### Document text:
########
I think he'll float it, he'll entertain it.
And maybe as you were saying, an 81, 82-year-old
Trump will indulge it, but it is legally, constitutionally frivolous.
Boys behaving badly in the House as well, not just Andy Ogles.
Not to accuse Andy Ogles of being the anonymous person in this case, but some House members
in the Republican conference are concerned that their texts to Cassidy
Hutchinson, which are allegedly inappropriate, lecherous, creepy, would get revealed if she
was subpoenaed.
And so in the Congress's effort, Brady Loudermilk's effort to relook at the January 6 investigation,
to investigate the investigators, a Washington Post story by Jackie Alamany yesterday says that their desire to subpoena Cassidy
Hutchison has run into some internal concerns.
They are thinking, maybe not a great idea to subpoena somebody if it might reveal that
multiple Republicans in Congress center inappropriate texts.
How gross are these guys, Tim?
Like, you know, it's funny, Gates,
Gates who's sort of like,
if you're going to talk about the Avengers,
he's like the Thor of grossness,
like, you know, arguably the most powerful,
the most gross of the gross ones.
But he always said, hey, I'm the tip of the iceberg.
And some of these guys who've been really identified
as being truly creepy have indicated,
well, I'm not the only one.
You saw that Mark, was it Markwayne Mullen saying,
who here, who wants to hear about all the adulterers?
So there's this kind of tip of the iceberg feeling
that we have that some folks like a Matt Gaetz have been outed, but there's this kind of tip of the iceberg feeling that we have that some folks like a Matt Gaetz
have been outed, but there's a whole bunch of stuff lurking under the surface.
########
### Stored data:

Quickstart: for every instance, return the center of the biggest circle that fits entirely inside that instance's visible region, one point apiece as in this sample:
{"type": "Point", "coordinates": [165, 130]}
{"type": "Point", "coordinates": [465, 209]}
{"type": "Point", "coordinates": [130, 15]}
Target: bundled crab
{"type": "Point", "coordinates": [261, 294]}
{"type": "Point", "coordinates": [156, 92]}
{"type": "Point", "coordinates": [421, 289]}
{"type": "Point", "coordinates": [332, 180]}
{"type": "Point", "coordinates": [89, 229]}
########
### Exercise instructions:
A. Reproduce the transcript word for word, starting at "And some of" and ending at "all the adulterers?".
B. In the transcript, which Avenger is Gates compared to?
The listing is separate material from the transcript.

### Outputs by task:
A.
And some of these guys who've been really identified
as being truly creepy have indicated,
well, I'm not the only one.
You saw that Mark, was it Markwayne Mullen saying,
who here, who wants to hear about all the adulterers?

B. Thor. He's called "the Thor of grossness."